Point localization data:
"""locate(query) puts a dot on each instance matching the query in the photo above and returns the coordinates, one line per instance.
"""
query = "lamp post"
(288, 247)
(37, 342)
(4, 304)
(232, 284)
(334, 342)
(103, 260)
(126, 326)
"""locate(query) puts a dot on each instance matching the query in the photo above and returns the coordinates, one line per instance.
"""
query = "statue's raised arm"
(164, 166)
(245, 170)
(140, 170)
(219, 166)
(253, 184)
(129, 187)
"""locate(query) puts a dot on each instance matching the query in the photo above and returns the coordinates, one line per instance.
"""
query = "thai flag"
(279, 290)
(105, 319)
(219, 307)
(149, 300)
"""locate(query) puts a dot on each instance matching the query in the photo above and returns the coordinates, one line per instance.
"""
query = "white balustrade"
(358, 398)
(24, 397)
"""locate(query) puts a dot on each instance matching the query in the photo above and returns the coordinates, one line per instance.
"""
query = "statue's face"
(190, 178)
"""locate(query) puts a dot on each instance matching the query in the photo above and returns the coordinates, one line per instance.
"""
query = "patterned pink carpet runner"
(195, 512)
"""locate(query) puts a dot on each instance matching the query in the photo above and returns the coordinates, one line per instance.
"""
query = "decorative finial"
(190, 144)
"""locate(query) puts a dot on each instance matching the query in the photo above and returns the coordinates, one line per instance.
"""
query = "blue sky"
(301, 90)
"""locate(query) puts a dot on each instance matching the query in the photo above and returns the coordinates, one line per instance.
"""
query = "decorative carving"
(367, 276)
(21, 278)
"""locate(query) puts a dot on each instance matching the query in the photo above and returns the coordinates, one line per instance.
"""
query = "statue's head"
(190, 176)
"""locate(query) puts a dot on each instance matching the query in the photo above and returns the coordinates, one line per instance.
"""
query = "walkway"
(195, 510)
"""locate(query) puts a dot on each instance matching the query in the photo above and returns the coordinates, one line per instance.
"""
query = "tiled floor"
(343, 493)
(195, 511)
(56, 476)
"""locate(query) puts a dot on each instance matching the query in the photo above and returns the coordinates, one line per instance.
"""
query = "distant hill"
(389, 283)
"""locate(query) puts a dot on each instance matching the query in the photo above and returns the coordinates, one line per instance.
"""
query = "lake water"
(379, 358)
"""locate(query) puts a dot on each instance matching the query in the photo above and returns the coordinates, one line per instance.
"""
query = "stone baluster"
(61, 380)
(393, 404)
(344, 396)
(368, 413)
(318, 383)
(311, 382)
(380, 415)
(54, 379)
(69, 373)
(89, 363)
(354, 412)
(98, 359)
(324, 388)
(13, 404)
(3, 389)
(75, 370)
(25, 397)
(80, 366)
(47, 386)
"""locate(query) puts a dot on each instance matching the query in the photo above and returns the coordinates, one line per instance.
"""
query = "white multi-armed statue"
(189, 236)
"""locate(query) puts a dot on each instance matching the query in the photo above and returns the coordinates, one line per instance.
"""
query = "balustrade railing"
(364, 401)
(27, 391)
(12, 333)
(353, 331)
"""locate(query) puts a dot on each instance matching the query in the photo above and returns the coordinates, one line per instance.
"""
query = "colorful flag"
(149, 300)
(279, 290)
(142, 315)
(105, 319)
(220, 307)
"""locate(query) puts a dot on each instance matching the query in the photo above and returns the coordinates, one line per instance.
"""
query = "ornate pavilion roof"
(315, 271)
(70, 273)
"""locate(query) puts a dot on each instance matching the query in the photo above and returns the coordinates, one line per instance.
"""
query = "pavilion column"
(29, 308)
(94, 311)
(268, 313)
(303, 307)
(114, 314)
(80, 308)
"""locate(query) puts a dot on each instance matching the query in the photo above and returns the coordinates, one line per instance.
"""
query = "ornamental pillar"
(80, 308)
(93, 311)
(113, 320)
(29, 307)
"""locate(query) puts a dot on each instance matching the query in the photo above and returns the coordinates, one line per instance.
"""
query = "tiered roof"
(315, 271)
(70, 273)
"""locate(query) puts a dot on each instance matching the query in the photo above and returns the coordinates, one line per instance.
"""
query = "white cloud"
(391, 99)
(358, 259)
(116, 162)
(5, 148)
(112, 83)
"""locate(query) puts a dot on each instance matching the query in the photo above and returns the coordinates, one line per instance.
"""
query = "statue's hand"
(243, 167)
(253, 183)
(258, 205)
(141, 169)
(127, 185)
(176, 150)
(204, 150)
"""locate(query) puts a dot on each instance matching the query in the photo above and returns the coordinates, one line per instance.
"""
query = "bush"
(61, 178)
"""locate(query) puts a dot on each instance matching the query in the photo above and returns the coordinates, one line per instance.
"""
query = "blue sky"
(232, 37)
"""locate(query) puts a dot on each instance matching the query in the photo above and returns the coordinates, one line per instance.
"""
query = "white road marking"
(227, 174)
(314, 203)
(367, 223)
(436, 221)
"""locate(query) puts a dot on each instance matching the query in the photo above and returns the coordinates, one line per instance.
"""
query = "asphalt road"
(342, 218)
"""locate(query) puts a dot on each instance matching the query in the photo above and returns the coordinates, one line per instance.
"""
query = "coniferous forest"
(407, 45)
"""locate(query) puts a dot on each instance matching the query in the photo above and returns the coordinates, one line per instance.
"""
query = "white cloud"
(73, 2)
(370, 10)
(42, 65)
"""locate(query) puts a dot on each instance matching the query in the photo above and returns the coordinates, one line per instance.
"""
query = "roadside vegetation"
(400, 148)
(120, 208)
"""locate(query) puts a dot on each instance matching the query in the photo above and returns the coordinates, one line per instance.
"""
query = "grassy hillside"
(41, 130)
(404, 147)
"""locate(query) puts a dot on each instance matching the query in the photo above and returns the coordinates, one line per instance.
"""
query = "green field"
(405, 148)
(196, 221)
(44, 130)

*About this exercise*
Write the entries out a second time. Match them exactly.

*Expected answer*
"""locate(query) puts a dot on each instance matching the query in the photo above and returns the coordinates, one line per instance.
"""
query = "lamp post"
(288, 247)
(37, 342)
(4, 304)
(232, 284)
(334, 342)
(103, 260)
(126, 326)
"""locate(query) puts a dot on each instance matching the query in the photo above and returns the coordinates, one line per instance.
"""
query = "statue's raised arm"
(164, 166)
(245, 170)
(140, 170)
(219, 166)
(253, 184)
(129, 187)
"""locate(query) puts a dot on each instance matching the query in the photo above and returns the coordinates, one line per instance.
"""
query = "thai flag"
(279, 290)
(105, 319)
(219, 307)
(149, 300)
"""locate(query) puts a dot on each instance matching the query in the photo above and returns the coordinates, one line per instance.
"""
query = "white balustrade"
(358, 398)
(24, 397)
"""locate(query) puts a dot on each instance matching the query in the photo above and returns the coordinates, one line per instance.
"""
query = "statue's face"
(190, 178)
"""locate(query) puts a dot on each instance matching the query in the photo above and returns the coordinates, one line per instance.
"""
query = "patterned pink carpet runner"
(195, 512)
"""locate(query) puts a dot on each instance matching the query in the photo above and returns the coordinates, one line per instance.
"""
query = "decorative finial"
(190, 144)
"""locate(query) puts a dot on each instance matching the query in the photo above and returns the coordinates, one line per instance.
"""
query = "blue sky"
(301, 90)
"""locate(query) puts a dot on each instance matching the query in the photo above and returns the coordinates, one line per instance.
"""
query = "decorative carving"
(367, 276)
(21, 278)
"""locate(query) puts a dot on each instance matching the query in the photo above and returns the coordinates, one line per instance.
"""
query = "statue's head"
(190, 176)
"""locate(query) puts a dot on each instance matching the query in the photo above and returns the coordinates, one line per instance.
"""
query = "walkway"
(195, 510)
"""locate(query) puts a dot on each instance matching the query in the photo above and returns the coordinates, one line per instance.
"""
query = "tiled floor"
(343, 493)
(195, 511)
(56, 476)
"""locate(query) puts a dot on each instance matching the query in the photo above and returns the coordinates, one line per instance.
"""
query = "distant hill"
(389, 283)
"""locate(query) puts a dot on each instance matching the query in the photo above and returns the coordinates, one line per instance.
"""
query = "lake water"
(379, 358)
"""locate(query) puts a dot on each instance matching the query in the photo above and returns the coordinates, one line per instance.
"""
query = "stone baluster"
(61, 380)
(393, 404)
(344, 396)
(368, 413)
(318, 383)
(311, 382)
(380, 415)
(54, 379)
(69, 373)
(89, 363)
(354, 412)
(98, 359)
(324, 388)
(13, 404)
(3, 389)
(75, 370)
(25, 397)
(80, 366)
(47, 386)
"""locate(query) puts a dot on each instance matching the query in the photo above and returns the coordinates, one line per instance.
"""
query = "white multi-armed statue"
(189, 236)
"""locate(query) puts a dot on each instance matching the query in the photo above and returns the coordinates, one line per instance.
"""
query = "balustrade railing"
(364, 401)
(27, 391)
(12, 333)
(353, 331)
"""locate(query) puts a dot on each instance matching the query in the photo above and returns the coordinates, one line per instance.
"""
query = "colorful flag"
(149, 300)
(279, 290)
(142, 315)
(105, 319)
(220, 307)
"""locate(query) puts a dot on each instance matching the query in the photo above and returns the coordinates, one line per instance.
"""
query = "ornate pavilion roof"
(315, 271)
(70, 273)
"""locate(query) puts a dot on each instance matching the query in the photo above and returns the coordinates, one line per instance.
"""
query = "pavilion column"
(29, 308)
(94, 311)
(268, 313)
(303, 307)
(114, 314)
(80, 308)
"""locate(query) puts a dot on each instance matching the query in the photo above and returns the coordinates, one line per instance.
"""
query = "ornamental pillar"
(80, 308)
(93, 311)
(113, 320)
(29, 307)
"""locate(query) puts a dot on each instance matching the query in the photo above and returns the coordinates, one line per instance.
"""
query = "tiered roof"
(315, 271)
(70, 273)
"""locate(query) puts a dot on each instance matching the query in the photo above and returns the coordinates, one line per instance.
"""
query = "white cloud"
(391, 99)
(358, 259)
(116, 162)
(5, 148)
(112, 83)
"""locate(query) puts a dot on each instance matching the query in the photo above and returns the coordinates, one line per instance.
"""
query = "statue's hand"
(243, 167)
(253, 183)
(258, 205)
(141, 169)
(127, 185)
(176, 150)
(204, 150)
"""locate(query) puts a dot on each instance matching the query in the photo above and returns the coordinates, one line per instance.
"""
query = "bush"
(61, 178)
"""locate(query) puts a dot on each instance matching the query in the photo above and returns the coordinates, one line per instance.
"""
query = "blue sky"
(232, 37)
"""locate(query) puts a dot on each instance matching the query in the photo above and returns the coordinates, one line per instance.
"""
query = "white road marking"
(227, 174)
(314, 203)
(367, 223)
(436, 221)
"""locate(query) puts a dot on each instance matching the query in the photo above and returns the coordinates, one line per instance.
"""
query = "asphalt road"
(342, 218)
"""locate(query) puts a dot on each instance matching the query in the photo above and returns the coordinates, one line per instance.
"""
query = "coniferous forest"
(407, 45)
"""locate(query) puts a dot on each instance matching the query in the photo above and returns the coordinates, one line per instance.
"""
query = "white cloud"
(73, 2)
(370, 10)
(42, 65)
"""locate(query) puts a dot on each instance matching the query in the photo above and returns the coordinates, one line per instance.
"""
query = "roadside vegetation"
(400, 148)
(120, 208)
"""locate(query) puts a dot on each instance matching the query in the photo above and returns the coordinates, one line per instance.
"""
query = "grassy hillside"
(41, 130)
(404, 147)
"""locate(query) puts a dot on each instance matching the query in the photo above and returns the coordinates, one line per instance.
"""
query = "green field"
(405, 148)
(196, 221)
(44, 130)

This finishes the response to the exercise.